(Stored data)
+++++

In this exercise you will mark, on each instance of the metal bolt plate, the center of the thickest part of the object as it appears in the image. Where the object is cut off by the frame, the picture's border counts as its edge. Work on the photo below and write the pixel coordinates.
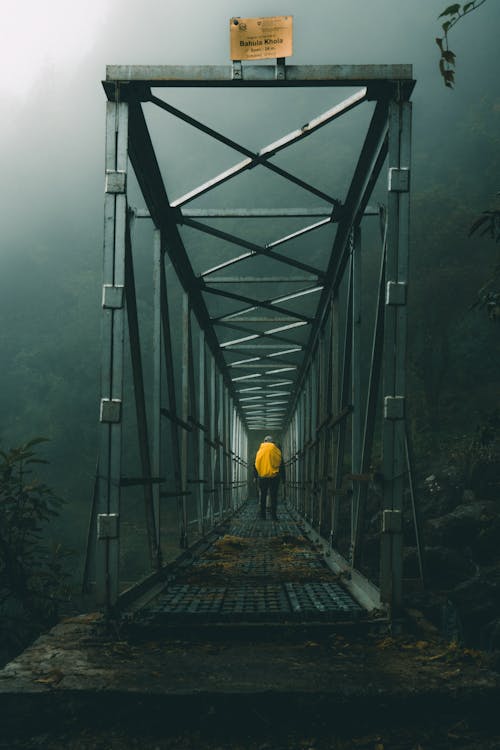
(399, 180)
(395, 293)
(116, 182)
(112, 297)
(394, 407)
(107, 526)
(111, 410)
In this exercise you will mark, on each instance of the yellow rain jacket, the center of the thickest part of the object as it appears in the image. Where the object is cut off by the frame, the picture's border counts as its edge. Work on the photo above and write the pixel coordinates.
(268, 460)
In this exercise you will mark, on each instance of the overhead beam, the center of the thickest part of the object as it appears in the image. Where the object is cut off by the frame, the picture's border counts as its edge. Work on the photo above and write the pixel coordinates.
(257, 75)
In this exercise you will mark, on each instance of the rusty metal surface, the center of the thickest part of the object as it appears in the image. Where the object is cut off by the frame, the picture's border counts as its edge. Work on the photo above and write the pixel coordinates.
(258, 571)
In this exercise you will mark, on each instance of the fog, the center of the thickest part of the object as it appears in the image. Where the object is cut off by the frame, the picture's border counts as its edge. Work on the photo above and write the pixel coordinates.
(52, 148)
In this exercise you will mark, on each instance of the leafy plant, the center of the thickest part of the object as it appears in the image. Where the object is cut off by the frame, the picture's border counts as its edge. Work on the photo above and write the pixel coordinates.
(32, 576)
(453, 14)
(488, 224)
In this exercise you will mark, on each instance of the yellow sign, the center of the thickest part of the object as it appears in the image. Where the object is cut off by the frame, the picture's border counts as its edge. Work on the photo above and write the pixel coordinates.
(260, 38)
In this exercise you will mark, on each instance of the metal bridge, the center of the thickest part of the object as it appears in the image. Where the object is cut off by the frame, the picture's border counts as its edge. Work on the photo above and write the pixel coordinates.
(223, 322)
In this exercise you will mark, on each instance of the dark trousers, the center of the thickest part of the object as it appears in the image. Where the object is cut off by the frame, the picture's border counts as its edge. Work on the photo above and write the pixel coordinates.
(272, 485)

+++++

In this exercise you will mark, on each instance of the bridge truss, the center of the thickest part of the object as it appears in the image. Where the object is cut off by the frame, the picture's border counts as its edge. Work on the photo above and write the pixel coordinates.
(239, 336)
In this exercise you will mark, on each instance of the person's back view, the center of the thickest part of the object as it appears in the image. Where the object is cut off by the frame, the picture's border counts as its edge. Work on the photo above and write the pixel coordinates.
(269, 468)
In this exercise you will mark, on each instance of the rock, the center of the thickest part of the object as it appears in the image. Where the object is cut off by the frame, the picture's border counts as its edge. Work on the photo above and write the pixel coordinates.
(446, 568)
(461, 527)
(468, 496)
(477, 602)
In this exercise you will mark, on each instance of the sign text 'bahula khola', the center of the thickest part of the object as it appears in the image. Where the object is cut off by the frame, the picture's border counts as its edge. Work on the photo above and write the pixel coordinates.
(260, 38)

+++++

#### Exercise
Pick out every line in the stored data that contains the word "metal", and copy each one.

#### In response
In this exercise you will mark, on each instance of the metal bolt plate, the center of the thickest part of the object as it appears in the image. Where the object is cut off by the frame, the picture's border counts as its edge. Work on the photo below and write the pixel coordinates.
In this exercise you will mark, on each instance of the rusty metal surface, the center of the thickest part of the object as it appears in the image. Where the object is cut off by the frame, the picture's border counts as its edge. Work on the photo above and write the pixel coordinates.
In this exercise you will mark, on each instance of the metal bridge, the center of the thickest part of the object as it appears in the image. Where the object is cut off by the frame, the picture's border counts as its edge. Work on the photo above and write the pixel coordinates.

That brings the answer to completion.